### WRITTEN TASK
Return all of the entries exactly as written.

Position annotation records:
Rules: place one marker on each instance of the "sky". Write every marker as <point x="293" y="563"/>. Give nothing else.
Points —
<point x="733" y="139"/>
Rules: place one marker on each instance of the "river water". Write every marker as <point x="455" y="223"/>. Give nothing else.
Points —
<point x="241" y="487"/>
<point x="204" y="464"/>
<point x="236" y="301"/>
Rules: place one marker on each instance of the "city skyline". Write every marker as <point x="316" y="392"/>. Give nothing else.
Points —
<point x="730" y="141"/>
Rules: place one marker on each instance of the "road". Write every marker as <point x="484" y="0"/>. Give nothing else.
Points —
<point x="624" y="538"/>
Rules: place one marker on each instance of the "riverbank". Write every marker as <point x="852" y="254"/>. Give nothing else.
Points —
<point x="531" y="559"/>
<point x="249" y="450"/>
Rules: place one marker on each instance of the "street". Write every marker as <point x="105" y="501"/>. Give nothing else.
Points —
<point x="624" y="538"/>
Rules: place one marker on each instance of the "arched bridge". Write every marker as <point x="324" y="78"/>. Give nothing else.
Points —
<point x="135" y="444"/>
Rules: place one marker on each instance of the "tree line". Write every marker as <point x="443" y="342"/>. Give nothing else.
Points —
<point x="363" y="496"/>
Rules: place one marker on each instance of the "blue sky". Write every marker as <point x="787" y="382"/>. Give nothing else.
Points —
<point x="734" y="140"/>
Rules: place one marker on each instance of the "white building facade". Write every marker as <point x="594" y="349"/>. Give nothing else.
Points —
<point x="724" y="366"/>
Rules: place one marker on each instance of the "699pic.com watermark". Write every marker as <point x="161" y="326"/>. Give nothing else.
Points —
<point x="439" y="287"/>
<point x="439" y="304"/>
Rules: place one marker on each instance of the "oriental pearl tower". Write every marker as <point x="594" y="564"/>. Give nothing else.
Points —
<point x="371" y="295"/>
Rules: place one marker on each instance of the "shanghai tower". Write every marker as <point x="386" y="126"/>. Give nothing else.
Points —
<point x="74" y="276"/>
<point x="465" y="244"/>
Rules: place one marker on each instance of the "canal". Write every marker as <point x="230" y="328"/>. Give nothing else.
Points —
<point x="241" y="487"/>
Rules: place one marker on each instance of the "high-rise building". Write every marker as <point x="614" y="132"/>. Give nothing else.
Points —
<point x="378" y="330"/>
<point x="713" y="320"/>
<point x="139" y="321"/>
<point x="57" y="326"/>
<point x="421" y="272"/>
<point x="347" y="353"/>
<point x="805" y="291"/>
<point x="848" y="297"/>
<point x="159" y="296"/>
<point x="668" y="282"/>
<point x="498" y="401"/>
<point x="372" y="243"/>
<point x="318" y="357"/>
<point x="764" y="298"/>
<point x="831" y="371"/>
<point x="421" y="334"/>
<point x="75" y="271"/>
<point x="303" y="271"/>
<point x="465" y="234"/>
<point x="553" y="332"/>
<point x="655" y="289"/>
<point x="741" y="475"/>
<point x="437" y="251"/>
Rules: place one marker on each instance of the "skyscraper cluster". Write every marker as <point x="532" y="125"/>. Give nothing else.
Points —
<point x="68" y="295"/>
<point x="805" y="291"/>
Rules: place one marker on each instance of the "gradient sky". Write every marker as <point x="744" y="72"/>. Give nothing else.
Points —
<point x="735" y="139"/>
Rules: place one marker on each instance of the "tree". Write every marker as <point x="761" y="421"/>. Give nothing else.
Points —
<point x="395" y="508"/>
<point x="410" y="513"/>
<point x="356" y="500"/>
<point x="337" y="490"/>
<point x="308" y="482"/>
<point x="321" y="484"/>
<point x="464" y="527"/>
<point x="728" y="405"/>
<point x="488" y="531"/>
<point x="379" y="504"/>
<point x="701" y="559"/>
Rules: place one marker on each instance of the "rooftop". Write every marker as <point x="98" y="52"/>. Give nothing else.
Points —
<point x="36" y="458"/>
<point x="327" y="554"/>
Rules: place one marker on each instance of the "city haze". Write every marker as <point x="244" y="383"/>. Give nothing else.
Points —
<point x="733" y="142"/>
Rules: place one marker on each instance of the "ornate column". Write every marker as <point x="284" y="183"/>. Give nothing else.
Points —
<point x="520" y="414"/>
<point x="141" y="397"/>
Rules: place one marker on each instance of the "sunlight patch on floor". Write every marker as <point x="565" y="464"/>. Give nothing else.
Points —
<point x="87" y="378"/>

### FULL SOLUTION
Rules: place one marker on each instance of the "sky". Write every marker as <point x="293" y="563"/>. Give nothing else.
Points —
<point x="733" y="139"/>
Rules: place one marker on each instance of the "river water". Write every marker as <point x="455" y="223"/>. Give nothing else.
Points —
<point x="241" y="487"/>
<point x="204" y="464"/>
<point x="236" y="301"/>
Rules: place one marker on each instance of the "city skyline". Write every marker as <point x="316" y="392"/>. Give nothing else.
Points —
<point x="730" y="141"/>
Rules: place one marker on each instance of the "road". Write every marker as <point x="484" y="0"/>. Give nothing else.
Points —
<point x="624" y="538"/>
Rules: place one marker on each instance of the "riverbank". Write every marker as <point x="852" y="254"/>. Give nothing else.
Points —
<point x="531" y="559"/>
<point x="249" y="450"/>
Rules: place one marker on each instance of the "street". Write every marker as <point x="105" y="501"/>. Give nothing else.
Points —
<point x="624" y="538"/>
Rules: place one marker on each instance of the "arched bridge". Write every marker as <point x="324" y="78"/>. Give nothing else.
Points —
<point x="135" y="444"/>
Rules: place one marker on each instance of the "tree line". Write every marker as <point x="443" y="342"/>. Give nothing else.
Points —
<point x="363" y="496"/>
Rules: place one marker on each instance of the "blue sky". Write every marker as <point x="787" y="382"/>. Give nothing else.
Points —
<point x="734" y="140"/>
Rules: place one marker on each instance of the "white building facade". Write every marker as <point x="594" y="349"/>. Give nothing else.
Points —
<point x="724" y="366"/>
Rules: place one marker on each instance of the "699pic.com watermark". Write every marker as <point x="161" y="326"/>. Give nothing else.
Points —
<point x="439" y="287"/>
<point x="439" y="304"/>
Rules: place one marker on each instance of the "oriental pearl tower". Write every marker as <point x="594" y="564"/>. Give nothing else.
Points —
<point x="371" y="295"/>
Rules: place one marker on each instance of the "shanghai tower". Write every marker as <point x="386" y="126"/>. Give nothing else.
Points —
<point x="74" y="276"/>
<point x="465" y="244"/>
Rules: place one marker on each instance of the "canal". Write every marker as <point x="230" y="328"/>. Give nothing else.
Points —
<point x="241" y="487"/>
Rules: place one marker on each instance of the "high-rise building". Write every marker as <point x="614" y="132"/>. Give nothing else.
Points —
<point x="378" y="330"/>
<point x="713" y="320"/>
<point x="139" y="321"/>
<point x="57" y="326"/>
<point x="421" y="272"/>
<point x="347" y="353"/>
<point x="805" y="291"/>
<point x="848" y="297"/>
<point x="159" y="296"/>
<point x="668" y="282"/>
<point x="498" y="401"/>
<point x="372" y="243"/>
<point x="318" y="357"/>
<point x="764" y="298"/>
<point x="831" y="371"/>
<point x="421" y="334"/>
<point x="75" y="271"/>
<point x="303" y="271"/>
<point x="465" y="234"/>
<point x="553" y="332"/>
<point x="655" y="289"/>
<point x="741" y="475"/>
<point x="437" y="251"/>
Rules: place one marker on each instance of the "skyscraper cluster". Write every marker as <point x="532" y="125"/>. Give nothing else.
Points —
<point x="68" y="295"/>
<point x="805" y="291"/>
Rules: place one marker on each instance of the "gradient sky". Write every marker as <point x="744" y="72"/>. Give nothing else.
Points —
<point x="735" y="139"/>
Rules: place one marker on each instance of the "tree". Write every marker as <point x="761" y="421"/>. Give nothing else.
Points —
<point x="395" y="508"/>
<point x="410" y="513"/>
<point x="356" y="500"/>
<point x="337" y="490"/>
<point x="308" y="482"/>
<point x="321" y="484"/>
<point x="464" y="527"/>
<point x="728" y="405"/>
<point x="488" y="531"/>
<point x="379" y="504"/>
<point x="701" y="559"/>
Rules: place one marker on each instance of the "rooftop". Write every marker as <point x="98" y="52"/>. Give nothing else.
Points —
<point x="36" y="458"/>
<point x="327" y="554"/>
Rules: place one marker on each instance of the "city haze". Write every marker as <point x="244" y="383"/>. Give nothing else.
Points —
<point x="733" y="142"/>
Rules: place one marker on each instance of the "ornate column". Write every marker as <point x="284" y="183"/>. Give nothing else.
Points —
<point x="520" y="414"/>
<point x="141" y="397"/>
Rules: place one marker on each instance of the "sunlight patch on floor". Write every marker as <point x="565" y="464"/>. Give nothing else.
Points —
<point x="87" y="378"/>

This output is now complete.